• **WORK TO COMPLETE**
Which lines of the data below contain the string "positive"? Extract each one in full, and treat uppercase and lowercase as different.

• **ENTRIES PROVIDED**
+ + +

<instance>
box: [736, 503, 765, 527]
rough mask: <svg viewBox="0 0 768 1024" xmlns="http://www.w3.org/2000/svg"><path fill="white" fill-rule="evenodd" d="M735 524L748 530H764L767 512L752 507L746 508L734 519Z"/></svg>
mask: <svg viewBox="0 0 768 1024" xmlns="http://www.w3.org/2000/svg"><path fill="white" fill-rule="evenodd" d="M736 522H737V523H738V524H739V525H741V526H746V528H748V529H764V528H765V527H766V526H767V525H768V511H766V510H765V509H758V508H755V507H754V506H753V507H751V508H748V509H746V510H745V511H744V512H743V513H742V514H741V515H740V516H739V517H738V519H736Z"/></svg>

+ + +

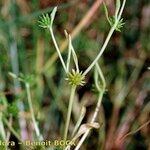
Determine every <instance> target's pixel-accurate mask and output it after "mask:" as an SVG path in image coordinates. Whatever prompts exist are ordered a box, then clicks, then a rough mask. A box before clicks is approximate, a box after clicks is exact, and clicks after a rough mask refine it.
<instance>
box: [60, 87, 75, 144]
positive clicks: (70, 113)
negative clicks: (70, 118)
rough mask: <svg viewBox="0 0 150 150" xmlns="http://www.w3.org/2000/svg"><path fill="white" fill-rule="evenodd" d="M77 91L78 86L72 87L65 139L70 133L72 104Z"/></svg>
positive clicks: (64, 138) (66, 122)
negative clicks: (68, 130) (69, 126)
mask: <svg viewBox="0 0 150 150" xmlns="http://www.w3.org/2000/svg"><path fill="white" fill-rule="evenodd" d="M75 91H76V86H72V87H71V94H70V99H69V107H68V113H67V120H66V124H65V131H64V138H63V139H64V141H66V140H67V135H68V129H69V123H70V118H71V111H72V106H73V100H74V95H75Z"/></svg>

+ + +

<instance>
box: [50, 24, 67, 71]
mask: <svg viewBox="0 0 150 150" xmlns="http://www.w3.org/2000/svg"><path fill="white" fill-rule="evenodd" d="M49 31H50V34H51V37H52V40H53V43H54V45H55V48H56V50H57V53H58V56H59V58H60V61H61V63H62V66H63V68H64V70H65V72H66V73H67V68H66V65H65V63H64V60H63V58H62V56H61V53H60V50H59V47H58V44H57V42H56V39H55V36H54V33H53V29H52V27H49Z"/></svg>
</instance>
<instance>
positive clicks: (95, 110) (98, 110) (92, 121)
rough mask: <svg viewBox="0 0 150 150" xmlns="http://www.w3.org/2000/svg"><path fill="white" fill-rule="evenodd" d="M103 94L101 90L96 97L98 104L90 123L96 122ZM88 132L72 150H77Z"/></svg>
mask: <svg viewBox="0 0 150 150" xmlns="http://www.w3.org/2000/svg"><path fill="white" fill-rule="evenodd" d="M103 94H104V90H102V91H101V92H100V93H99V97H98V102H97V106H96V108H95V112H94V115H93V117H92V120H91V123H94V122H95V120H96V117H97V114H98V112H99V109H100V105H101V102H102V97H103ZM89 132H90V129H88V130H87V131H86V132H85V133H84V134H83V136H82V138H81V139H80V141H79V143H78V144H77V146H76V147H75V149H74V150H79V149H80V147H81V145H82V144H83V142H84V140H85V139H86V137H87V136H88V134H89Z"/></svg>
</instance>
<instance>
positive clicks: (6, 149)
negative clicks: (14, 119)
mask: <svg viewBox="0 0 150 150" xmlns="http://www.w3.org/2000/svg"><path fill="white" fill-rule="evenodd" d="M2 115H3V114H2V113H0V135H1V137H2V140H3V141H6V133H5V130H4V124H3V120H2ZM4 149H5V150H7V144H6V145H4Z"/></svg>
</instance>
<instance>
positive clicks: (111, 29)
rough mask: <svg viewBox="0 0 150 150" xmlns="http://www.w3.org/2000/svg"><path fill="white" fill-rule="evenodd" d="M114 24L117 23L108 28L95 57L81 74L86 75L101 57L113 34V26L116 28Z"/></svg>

+ + +

• **EXERCISE SOLUTION**
positive clicks: (70, 113)
positive clicks: (64, 138) (66, 122)
positive clicks: (95, 110) (98, 110) (92, 121)
positive clicks: (6, 149)
positive clicks: (111, 29)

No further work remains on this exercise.